SUPPLIED RECORDS =>
►
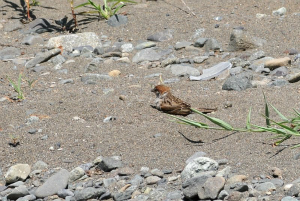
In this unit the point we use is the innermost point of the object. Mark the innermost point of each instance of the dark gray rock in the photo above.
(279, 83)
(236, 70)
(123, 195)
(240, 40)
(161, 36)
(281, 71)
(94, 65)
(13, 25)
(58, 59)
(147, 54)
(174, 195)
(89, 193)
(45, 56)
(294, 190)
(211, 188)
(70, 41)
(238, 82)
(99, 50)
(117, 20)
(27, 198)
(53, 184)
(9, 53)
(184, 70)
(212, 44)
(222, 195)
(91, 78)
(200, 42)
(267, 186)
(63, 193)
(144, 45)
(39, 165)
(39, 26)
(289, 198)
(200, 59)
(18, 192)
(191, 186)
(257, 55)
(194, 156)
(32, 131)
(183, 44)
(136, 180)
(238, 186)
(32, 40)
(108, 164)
◄
►
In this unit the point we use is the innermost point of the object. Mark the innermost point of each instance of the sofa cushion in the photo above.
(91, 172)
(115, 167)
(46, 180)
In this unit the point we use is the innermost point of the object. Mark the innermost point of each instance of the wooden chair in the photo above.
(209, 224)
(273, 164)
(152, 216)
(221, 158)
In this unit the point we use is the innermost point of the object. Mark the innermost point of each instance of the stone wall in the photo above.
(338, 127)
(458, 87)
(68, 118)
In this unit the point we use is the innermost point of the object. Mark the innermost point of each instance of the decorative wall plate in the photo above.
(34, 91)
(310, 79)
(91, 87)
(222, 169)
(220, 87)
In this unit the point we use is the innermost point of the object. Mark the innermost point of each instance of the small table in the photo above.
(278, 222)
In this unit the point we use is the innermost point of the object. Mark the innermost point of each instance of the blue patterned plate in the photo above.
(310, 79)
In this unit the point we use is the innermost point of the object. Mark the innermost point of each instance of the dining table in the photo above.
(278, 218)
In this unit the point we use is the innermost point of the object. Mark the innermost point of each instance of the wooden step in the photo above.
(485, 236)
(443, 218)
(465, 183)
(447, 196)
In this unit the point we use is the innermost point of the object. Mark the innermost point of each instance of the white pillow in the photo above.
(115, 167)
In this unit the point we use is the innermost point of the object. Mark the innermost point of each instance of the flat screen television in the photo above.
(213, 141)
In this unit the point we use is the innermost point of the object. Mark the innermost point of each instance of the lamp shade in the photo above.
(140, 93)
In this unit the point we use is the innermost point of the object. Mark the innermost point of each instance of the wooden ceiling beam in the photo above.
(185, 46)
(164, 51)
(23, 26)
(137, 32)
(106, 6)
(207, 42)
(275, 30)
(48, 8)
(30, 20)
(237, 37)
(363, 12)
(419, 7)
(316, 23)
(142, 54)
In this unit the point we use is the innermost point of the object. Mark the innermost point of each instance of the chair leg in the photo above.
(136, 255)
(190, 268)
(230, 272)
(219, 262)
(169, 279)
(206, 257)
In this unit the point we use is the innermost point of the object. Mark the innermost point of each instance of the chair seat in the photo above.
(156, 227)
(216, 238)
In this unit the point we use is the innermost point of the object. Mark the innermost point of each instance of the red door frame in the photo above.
◄
►
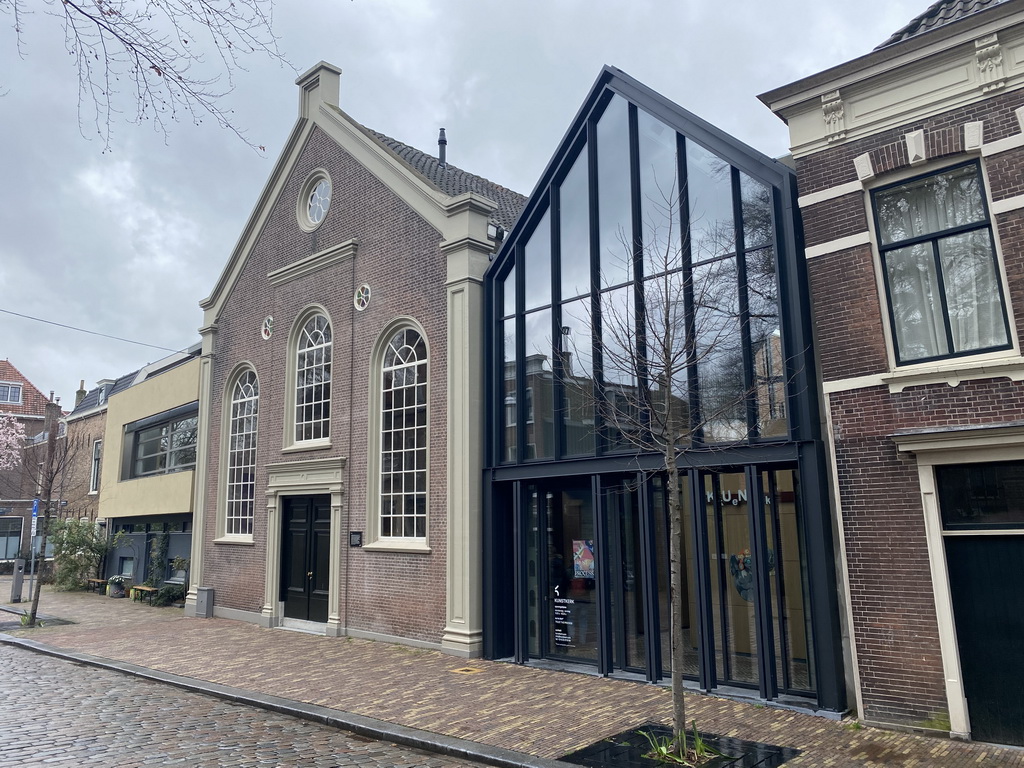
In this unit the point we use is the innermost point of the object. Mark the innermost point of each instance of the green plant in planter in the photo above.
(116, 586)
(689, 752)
◄
GOAL => State how many lines of the items above contain the word "wall", giving only the number.

RESPONSE FOR THIS EXERCISE => 2